— WORK REQUIRED —
Convert the lines starting with the line containing "Find the oven" and going on through the line containing "POLYGON ((24 60, 44 56, 44 0, 24 0, 24 60))" into a JSON list of strings, one string per line, with blank lines left out.

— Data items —
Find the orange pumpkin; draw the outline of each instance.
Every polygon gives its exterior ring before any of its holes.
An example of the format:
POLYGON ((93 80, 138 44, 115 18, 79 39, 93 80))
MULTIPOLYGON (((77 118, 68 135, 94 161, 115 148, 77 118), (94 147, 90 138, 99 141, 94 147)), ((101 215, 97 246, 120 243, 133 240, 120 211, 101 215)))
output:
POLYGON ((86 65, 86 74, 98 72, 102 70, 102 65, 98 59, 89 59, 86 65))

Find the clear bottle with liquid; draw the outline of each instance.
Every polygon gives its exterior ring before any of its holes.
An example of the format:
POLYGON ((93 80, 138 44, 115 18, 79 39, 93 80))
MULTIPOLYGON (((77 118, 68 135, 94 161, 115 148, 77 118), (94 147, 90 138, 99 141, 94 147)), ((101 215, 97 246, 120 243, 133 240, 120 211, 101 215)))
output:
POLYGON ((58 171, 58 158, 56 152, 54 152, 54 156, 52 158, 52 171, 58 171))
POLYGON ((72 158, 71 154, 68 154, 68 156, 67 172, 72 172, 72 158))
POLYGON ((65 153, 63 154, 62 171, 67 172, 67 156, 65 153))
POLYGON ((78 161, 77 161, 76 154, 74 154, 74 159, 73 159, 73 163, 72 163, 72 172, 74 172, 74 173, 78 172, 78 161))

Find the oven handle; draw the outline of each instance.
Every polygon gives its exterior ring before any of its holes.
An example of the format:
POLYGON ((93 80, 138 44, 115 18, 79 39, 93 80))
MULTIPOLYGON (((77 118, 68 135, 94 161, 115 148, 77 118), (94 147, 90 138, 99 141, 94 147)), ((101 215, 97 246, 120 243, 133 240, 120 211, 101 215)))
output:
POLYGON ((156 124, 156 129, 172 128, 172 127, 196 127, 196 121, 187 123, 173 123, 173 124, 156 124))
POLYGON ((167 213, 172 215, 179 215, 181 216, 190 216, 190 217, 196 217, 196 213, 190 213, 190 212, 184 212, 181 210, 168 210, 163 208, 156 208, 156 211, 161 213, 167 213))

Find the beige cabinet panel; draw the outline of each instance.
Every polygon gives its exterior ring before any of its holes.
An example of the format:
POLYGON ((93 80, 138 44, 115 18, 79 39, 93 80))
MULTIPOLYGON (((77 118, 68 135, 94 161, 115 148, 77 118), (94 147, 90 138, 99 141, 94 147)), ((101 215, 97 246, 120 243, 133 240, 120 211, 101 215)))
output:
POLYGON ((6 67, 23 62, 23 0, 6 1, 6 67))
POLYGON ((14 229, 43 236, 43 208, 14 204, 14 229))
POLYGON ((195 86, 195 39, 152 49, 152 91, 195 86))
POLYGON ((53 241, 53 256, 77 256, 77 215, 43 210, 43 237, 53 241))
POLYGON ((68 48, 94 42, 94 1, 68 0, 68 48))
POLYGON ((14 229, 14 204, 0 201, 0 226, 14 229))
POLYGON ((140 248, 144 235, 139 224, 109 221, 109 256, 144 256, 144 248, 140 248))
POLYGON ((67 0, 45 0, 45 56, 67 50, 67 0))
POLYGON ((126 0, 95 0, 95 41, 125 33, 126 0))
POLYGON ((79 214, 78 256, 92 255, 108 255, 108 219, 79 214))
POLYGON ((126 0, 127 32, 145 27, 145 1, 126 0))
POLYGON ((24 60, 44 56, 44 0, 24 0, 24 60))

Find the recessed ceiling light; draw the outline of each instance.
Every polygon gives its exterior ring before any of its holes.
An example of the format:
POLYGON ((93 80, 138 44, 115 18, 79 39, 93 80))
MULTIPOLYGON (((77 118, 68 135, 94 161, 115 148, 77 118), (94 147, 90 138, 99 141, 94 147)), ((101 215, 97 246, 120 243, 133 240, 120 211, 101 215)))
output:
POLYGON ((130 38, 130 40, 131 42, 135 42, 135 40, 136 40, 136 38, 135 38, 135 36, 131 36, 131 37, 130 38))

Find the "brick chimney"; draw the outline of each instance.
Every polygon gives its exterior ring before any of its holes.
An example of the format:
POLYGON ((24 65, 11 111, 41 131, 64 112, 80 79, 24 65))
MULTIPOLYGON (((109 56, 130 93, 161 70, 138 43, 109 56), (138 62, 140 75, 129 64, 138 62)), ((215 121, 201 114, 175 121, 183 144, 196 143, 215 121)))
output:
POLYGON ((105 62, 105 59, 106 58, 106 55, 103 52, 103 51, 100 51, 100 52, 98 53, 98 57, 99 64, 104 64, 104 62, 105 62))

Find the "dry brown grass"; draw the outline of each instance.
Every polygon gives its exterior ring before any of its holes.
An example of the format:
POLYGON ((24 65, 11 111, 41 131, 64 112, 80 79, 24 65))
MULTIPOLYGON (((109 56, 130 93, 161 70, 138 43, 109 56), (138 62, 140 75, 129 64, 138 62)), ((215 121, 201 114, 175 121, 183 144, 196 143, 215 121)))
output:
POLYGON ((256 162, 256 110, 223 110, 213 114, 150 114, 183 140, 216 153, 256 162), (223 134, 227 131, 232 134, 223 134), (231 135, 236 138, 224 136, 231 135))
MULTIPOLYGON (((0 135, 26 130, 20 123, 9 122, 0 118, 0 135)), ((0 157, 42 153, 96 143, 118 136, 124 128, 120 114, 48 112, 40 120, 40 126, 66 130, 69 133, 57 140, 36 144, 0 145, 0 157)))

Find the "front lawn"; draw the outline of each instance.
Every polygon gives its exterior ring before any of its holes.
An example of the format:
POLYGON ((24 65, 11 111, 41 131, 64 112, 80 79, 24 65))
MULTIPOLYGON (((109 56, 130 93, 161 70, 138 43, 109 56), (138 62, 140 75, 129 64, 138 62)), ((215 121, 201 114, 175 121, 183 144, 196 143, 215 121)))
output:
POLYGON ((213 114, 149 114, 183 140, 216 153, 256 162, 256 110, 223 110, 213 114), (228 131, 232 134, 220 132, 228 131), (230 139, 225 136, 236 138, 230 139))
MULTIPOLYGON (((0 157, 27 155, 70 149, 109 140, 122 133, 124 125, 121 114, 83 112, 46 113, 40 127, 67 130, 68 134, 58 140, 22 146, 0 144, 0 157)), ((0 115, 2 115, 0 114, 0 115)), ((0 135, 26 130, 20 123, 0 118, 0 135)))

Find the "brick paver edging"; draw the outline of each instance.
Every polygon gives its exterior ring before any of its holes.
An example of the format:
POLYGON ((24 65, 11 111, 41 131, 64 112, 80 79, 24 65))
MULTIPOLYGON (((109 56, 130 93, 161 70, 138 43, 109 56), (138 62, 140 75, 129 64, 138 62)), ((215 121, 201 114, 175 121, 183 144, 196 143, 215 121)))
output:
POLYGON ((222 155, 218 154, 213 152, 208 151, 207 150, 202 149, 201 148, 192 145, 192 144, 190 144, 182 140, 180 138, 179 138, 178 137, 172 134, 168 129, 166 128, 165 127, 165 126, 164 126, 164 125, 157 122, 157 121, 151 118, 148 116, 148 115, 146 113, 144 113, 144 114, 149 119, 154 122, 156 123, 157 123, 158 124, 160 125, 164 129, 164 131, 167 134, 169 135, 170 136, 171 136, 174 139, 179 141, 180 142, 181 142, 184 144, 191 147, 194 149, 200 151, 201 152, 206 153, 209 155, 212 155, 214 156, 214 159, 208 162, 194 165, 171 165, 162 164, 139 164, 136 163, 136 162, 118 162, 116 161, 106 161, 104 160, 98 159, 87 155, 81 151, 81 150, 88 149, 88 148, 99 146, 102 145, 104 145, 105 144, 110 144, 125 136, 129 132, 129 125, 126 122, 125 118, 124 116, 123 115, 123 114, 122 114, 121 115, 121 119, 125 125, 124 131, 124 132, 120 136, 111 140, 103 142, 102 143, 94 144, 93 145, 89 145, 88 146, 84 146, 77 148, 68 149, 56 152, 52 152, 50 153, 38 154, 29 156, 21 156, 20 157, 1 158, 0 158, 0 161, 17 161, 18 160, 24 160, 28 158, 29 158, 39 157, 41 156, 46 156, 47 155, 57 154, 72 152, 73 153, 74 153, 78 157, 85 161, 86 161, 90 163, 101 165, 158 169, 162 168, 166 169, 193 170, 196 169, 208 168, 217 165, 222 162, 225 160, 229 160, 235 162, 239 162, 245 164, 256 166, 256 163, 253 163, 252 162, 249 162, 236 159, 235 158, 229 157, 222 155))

— SOLVED PROBLEM —
[
  "Find the oven handle; draw the outline of each instance.",
  "Every polygon gives its exterior ring before any of its holes.",
  "An example of the format:",
  "POLYGON ((93 80, 138 44, 115 18, 79 39, 93 80))",
  "MULTIPOLYGON (((77 118, 68 135, 94 161, 115 148, 77 118), (94 147, 90 138, 99 141, 94 147)), ((101 215, 97 246, 120 243, 133 240, 120 211, 101 215)))",
  "output:",
  "POLYGON ((156 124, 156 129, 172 128, 172 127, 196 127, 196 121, 187 123, 173 123, 173 124, 156 124))",
  "POLYGON ((167 213, 172 215, 179 215, 181 216, 190 216, 190 217, 196 217, 196 213, 190 213, 190 212, 184 212, 181 210, 168 210, 163 208, 156 208, 156 211, 161 213, 167 213))",
  "Find the beige cabinet panel; draw the outline of each instance.",
  "Every polygon gives its exterior ring before any of its holes.",
  "An example of the format:",
  "POLYGON ((93 80, 138 44, 115 18, 79 39, 93 80))",
  "MULTIPOLYGON (((77 118, 68 135, 94 161, 115 148, 77 118), (94 147, 90 138, 99 141, 94 147)), ((101 215, 97 246, 120 243, 133 240, 120 211, 101 215)))",
  "output:",
  "POLYGON ((6 67, 23 62, 23 0, 6 1, 6 67))",
  "POLYGON ((14 229, 43 236, 43 208, 14 204, 14 229))",
  "POLYGON ((195 86, 195 39, 152 49, 152 91, 195 86))",
  "POLYGON ((53 241, 53 256, 77 256, 77 215, 43 210, 43 237, 53 241))",
  "POLYGON ((68 48, 94 42, 94 1, 68 0, 68 48))",
  "POLYGON ((14 229, 14 204, 0 201, 0 226, 14 229))",
  "POLYGON ((140 248, 144 235, 139 224, 109 221, 109 256, 144 256, 144 248, 140 248))",
  "POLYGON ((67 0, 45 0, 45 56, 67 50, 67 0))",
  "POLYGON ((126 0, 95 0, 95 41, 125 33, 126 0))",
  "POLYGON ((79 214, 78 256, 92 255, 108 255, 108 219, 79 214))",
  "POLYGON ((126 0, 127 32, 145 27, 145 1, 126 0))",
  "POLYGON ((24 60, 44 56, 44 0, 24 0, 24 60))"
]